From the first line to the last, write out the data below exactly.

=== Source data ===

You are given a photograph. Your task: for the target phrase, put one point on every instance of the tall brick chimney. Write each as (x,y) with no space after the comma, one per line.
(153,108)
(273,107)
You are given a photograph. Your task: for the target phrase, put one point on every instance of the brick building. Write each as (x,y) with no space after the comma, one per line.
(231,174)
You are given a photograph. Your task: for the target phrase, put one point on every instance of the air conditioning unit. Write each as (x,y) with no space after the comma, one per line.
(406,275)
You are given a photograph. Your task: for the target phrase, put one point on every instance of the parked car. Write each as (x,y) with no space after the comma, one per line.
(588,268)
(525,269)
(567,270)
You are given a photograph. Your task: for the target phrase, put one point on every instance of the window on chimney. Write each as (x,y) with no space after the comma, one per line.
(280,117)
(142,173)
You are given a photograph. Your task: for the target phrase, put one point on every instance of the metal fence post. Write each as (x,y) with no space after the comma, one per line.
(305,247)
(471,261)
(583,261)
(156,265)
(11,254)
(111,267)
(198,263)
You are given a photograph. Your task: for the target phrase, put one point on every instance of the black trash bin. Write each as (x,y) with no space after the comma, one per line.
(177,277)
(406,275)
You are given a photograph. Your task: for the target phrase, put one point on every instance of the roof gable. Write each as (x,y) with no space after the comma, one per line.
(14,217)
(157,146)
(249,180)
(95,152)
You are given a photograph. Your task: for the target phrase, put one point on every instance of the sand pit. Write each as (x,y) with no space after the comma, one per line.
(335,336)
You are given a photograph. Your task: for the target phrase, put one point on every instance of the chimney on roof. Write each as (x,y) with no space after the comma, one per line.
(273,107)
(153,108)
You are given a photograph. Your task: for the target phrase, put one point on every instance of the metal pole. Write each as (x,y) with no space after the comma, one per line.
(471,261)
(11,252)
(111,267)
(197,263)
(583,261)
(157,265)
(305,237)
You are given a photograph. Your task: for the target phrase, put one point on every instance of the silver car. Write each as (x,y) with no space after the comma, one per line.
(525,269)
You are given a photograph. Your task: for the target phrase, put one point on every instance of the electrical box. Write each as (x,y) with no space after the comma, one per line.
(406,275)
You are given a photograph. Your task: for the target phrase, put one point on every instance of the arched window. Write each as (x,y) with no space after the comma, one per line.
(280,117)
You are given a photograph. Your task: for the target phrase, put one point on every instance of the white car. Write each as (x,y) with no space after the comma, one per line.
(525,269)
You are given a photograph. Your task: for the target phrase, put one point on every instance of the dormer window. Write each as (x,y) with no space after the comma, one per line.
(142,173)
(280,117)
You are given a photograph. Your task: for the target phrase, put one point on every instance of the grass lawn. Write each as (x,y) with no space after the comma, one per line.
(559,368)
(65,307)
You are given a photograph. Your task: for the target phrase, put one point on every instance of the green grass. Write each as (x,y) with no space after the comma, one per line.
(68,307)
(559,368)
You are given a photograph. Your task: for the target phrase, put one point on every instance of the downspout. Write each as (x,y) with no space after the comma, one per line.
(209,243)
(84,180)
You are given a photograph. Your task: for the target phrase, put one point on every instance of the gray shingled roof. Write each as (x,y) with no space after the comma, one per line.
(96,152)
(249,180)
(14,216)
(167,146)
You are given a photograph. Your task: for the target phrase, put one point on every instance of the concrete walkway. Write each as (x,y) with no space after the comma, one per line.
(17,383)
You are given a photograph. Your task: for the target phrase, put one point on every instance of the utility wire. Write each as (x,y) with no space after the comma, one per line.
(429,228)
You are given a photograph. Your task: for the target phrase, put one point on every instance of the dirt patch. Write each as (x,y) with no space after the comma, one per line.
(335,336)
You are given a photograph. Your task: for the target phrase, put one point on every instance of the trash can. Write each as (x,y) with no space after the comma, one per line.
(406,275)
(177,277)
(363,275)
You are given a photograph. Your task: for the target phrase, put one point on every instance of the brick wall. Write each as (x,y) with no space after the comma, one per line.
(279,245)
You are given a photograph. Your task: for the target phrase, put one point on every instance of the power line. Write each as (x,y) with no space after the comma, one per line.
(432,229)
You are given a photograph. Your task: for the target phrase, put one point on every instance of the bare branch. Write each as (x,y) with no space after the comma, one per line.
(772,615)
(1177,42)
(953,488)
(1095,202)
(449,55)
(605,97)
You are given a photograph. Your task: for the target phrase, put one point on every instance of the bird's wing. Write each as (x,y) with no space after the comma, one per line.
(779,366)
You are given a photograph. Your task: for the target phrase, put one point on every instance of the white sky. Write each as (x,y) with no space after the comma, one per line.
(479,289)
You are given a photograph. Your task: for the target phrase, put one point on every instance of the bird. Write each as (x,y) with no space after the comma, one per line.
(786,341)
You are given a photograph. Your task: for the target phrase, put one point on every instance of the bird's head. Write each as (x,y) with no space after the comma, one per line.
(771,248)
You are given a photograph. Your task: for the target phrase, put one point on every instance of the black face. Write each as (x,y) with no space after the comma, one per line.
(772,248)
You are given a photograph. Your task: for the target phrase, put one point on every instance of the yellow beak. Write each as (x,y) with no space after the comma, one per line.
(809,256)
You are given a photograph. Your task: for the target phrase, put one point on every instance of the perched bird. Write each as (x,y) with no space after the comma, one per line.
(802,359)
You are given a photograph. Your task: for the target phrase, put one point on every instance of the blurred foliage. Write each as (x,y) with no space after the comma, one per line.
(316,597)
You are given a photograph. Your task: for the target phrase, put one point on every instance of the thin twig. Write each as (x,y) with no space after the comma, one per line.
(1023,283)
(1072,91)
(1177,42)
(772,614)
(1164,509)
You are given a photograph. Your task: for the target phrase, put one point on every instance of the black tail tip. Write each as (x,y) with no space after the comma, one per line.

===

# Solution to the exercise:
You are given a photograph. Your task: for the target phrase, put one point on every instance of the tall brick chimney. Write each as (x,y) with no space after the comma, one per line.
(153,108)
(273,107)
You are given a photograph. Your task: for the target phrase, put one point on every instance of the brick building. Write each as (x,y) with no space after the comma, one per line.
(231,174)
You are given a photograph. Your task: for the target phrase, put one point on every instance of the air conditioning unit. Write each as (x,y) with no space after the comma, one per line.
(406,275)
You are given a photograph. Your task: for the target phrase, put one point on every instance of the parked car. Write each as (x,y) with no space after the comma, one per line.
(588,268)
(525,269)
(567,270)
You are given a photograph. Your task: for the target phrase, put one point on every instance of the window on chimney. Write each as (x,y) with no space after the comma, one per line.
(280,117)
(142,173)
You are given a photograph. Your task: for the target phrase, put one point on every instance of the metal fence post. Write each as (x,y) with no space after the comma, one per line.
(305,247)
(471,261)
(583,261)
(156,265)
(11,254)
(111,267)
(198,263)
You are given a photograph. Your task: for the target phrase, put one point on every instance of the black trash bin. Write each as (x,y) with no space after the comma, one per line.
(177,277)
(406,275)
You are given a photograph. Your task: for the target phrase, put one point on every instance of the roof gable. Write each as (x,y) with no space after the comma, one per line.
(14,217)
(157,146)
(249,180)
(95,152)
You are given a photograph. Your task: for the target phrase, put one point on every instance of the sand pit. Write each as (x,y) with no space after the comma, one per line.
(335,336)
You are given a photograph. Your task: for the target phrase, put one point on every instance of the chimney on roof. Write each as (x,y) with no space after the comma, one per line.
(273,107)
(153,108)
You are given a photograph. Your task: for the target phrase, put one point on every instance of the metal pole. Write each as (x,y) with no space after the comma, one per line.
(471,261)
(11,252)
(111,267)
(197,263)
(583,261)
(157,265)
(305,237)
You are given a photograph. Your task: for the target phrase, put one point on every instance of the silver car. Write each as (x,y) with no space after the comma, one per line.
(525,269)
You are given a photograph. Your task: for the target phrase, put one point on every instance of the electrical box. Write each as (x,y) with no space after the comma, one per line.
(406,275)
You are given a photograph. Your task: for the target phrase, put one point on every instance of the arched window. Write each as (x,y) with no space after the comma, one per line.
(280,117)
You are given a photograph. Your task: for the target phrase, put one point on every instance of the white car. Write each as (x,y) with no space after the comma, one per line.
(525,269)
You are given a photograph. Your task: for the target phrase, put one point on every instance of the dormer window. Write each as (x,y) with no space after the comma, one per line.
(142,173)
(280,117)
You are given a photograph. Your task: for the target phrase, put one point on every instance of the grass lawn. Write each as (x,y) with no space after the comma, one per line.
(559,368)
(65,307)
You are given a photograph. Your task: for the target phrase, put one point on every instance of the green grass. Write each as (x,y) with no space after the comma, one per line.
(68,307)
(559,368)
You are given a photograph. Your task: for the target phrase, put one point on every instance of the downspout. Write each as (x,y) with no space after the comma, one per line.
(209,243)
(84,180)
You are given a photograph. Your task: for the target phrase, put one point on every instance of the gray shingled roof. Write each as (x,y) with no space after the comma, one per line.
(96,152)
(249,180)
(14,216)
(167,146)
You are given a photograph. Your task: for the target phrase, put one point on every instance of the concrete walkway. Write each as (x,y) with no space after the comma, one per line.
(17,383)
You are given a photograph. Your task: for the target phrase, put one point on every instance of the utility wire. Write each as (x,y) with no space after the comma, one per line.
(429,228)
You are given a photograph. Your task: for the target phrase, put one point on every instance of the dirt patch. Write each as (x,y) with no space after the comma, one per line.
(335,336)
You are given a photograph. Your task: for the target phrase, put one point on every instance of the trash can. Write each as (x,y) with no space after the comma, one per line.
(406,275)
(177,277)
(363,275)
You are given a photograph. Your task: for the target phrase, put one point on every instance of the brick wall. Write each as (x,y) with no space after the comma, one per line.
(279,245)
You are given a photograph. Your task: for the target phrase, put one point on every instance of the power line. Write each as (x,y) with no space after the comma, one per line.
(432,229)
You are given a photograph. Your task: for the target phrase, put one point on every instance of the bare branch. Write each as (x,y) with no space after the comma, one per line.
(772,615)
(1177,42)
(953,488)
(1095,202)
(449,55)
(605,97)
You are given a photograph. Your task: for the target phrase, put one point on every instance of the bird's wing. Write each as (x,y) with no space after the comma, one per line.
(779,366)
You are given a photograph. Your task: for the target phrase, put one point on every instance of the white sky. Write each as (x,y) with no space after the comma, one per line.
(479,289)
You are given a photograph. Your task: for the target phrase, put one point on every instance of the bird. Write each as (x,y) with no space after the comma, one per line.
(786,341)
You are given a photograph. Your task: for the target phrase, put one point on every instance of the bird's head. Write each as (x,y) with no space after the comma, one per line.
(771,248)
You are given a photograph. Your task: for the target phrase, put one point on every instance of the black face. Write each as (x,y) with no space after the comma, one per line.
(772,248)
You are given a photograph. Your task: for the target phrase, put one point on every instance of the yellow beak. Write each as (x,y) with no space after the comma, one per line.
(809,256)
You are given a photograph. Your task: for the target phrase, put one point on every instance of the perched bird. Write each as (x,y) with no space after the comma, one per line.
(802,359)
You are given a photograph. Your task: for the target phrase, put one point on every instance of the blurred foliage. Write each as (x,y) with no space after the comma, one per line.
(316,597)
You are given a photograph. Your task: for the target phrase, put one point on every instance of the thin twig. Write each as (x,y) with no space after the comma, one per line.
(1023,283)
(1072,91)
(1177,42)
(772,614)
(1164,509)
You are given a photograph. Your task: for the target phrase, put one point on every instance of the black tail tip. Write each as (x,y) with no space after the comma, one per line.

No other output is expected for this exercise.